Passage to read —
This week I had a phone conversation with an attorney that left me feeling really depressed, like nothing gets better. Ever.
While we talked about the circumstances of my long-term disability denial from Lincoln Financial Group, the attorney asked if I was permanently disabled. She wanted to know: was I going to get better?
“It’s permanent. It’s inoperable,” I told her, “to just be totally frank, things are only going to get worse for me.” Which, you know, barring some miracle is just the truth.
If you don’t have an inoperable brain tumor, you might not know how uttering something like that out loud can settle in your bones while your marrow and your bed team up like opposite-ended magnets to keep you trapped there.
But back to the phone call.
I had spoken with the same attorney in April, and I remember liking her then. I mean, sure her contingency fees were high, but aren’t they all? This call though, it had an entirely different vibe. I pulled the cell phone from my ear, stared at her name and phone number on the display, and made my most incredulous “bitch, please” face while she talked.
“Well, normally I charge a third,” she explained how much of my benefit she would take if she won my appeal, “but your benefit is so small. That’d only be, like, $300 [a month for the rest of your life]. For your contract I’d have to do…probably 50%.”

Check your understanding —
a: Please copy the passage about the disability denial word for word, starting with "This week I" and going on through "the phone call.".
b: Answer these questions from the passage about the disability denial:
(i) Which company denied the writer's long-term disability claim?
(ii) In what month had the writer first spoken with the attorney?
(iii) What percentage did the attorney say she would probably have to charge for this contract?

Extracted data entries —
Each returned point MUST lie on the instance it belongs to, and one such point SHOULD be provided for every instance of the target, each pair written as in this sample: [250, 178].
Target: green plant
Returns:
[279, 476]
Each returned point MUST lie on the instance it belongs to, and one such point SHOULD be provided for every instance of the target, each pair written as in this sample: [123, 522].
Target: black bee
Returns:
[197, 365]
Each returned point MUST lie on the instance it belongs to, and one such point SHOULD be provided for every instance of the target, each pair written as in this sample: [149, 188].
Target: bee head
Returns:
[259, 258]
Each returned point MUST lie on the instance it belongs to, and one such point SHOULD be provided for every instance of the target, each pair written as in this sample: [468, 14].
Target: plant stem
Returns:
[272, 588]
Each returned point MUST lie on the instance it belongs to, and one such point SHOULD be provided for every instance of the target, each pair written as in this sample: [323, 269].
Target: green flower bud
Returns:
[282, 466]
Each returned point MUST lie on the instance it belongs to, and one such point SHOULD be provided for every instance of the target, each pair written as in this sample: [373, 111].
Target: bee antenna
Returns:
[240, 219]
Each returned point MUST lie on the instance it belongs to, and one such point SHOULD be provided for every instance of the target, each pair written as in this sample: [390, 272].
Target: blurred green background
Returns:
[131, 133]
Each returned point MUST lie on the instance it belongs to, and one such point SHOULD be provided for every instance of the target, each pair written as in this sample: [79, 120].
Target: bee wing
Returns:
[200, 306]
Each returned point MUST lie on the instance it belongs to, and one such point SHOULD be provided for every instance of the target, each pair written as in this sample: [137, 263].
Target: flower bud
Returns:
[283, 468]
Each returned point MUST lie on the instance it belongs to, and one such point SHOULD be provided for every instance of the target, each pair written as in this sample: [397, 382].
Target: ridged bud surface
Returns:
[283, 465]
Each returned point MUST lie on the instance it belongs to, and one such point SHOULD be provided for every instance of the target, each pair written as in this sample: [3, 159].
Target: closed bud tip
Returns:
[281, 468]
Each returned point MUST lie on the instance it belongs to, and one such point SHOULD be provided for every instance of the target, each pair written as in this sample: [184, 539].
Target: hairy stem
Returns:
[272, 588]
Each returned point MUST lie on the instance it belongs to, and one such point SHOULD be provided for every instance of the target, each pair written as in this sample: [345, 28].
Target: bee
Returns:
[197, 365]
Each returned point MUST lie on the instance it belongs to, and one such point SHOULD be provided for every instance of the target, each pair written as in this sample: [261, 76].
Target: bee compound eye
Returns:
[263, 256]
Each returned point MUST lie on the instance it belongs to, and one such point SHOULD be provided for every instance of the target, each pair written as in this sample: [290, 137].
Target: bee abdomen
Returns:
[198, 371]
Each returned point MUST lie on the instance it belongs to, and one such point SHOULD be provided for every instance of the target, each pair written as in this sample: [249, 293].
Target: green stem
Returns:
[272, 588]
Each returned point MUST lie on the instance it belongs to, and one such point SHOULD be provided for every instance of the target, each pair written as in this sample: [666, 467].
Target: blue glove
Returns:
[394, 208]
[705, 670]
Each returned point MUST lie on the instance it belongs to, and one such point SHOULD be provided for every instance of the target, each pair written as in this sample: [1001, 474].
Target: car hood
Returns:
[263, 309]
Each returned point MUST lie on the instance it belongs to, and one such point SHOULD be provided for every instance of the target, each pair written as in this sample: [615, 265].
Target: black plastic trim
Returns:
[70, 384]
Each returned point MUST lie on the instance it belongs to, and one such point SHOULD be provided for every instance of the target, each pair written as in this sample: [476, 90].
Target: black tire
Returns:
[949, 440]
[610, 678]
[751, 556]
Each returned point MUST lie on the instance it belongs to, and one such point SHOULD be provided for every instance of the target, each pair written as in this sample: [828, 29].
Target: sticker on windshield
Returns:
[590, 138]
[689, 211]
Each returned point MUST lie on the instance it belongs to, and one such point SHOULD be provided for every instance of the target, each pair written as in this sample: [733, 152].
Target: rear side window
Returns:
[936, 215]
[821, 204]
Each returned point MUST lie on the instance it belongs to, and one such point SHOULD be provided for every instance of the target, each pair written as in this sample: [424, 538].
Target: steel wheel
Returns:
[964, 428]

Solutions to the problems —
a:
This week I had a phone conversation with an attorney that left me feeling really depressed, like nothing gets better. Ever.
While we talked about the circumstances of my long-term disability denial from Lincoln Financial Group, the attorney asked if I was permanently disabled. She wanted to know: was I going to get better?
“It’s permanent. It’s inoperable,” I told her, “to just be totally frank, things are only going to get worse for me.” Which, you know, barring some miracle is just the truth.
If you don’t have an inoperable brain tumor, you might not know how uttering something like that out loud can settle in your bones while your marrow and your bed team up like opposite-ended magnets to keep you trapped there.
But back to the phone call.

b:
(i) Lincoln Financial Group
(ii) April
(iii) 50%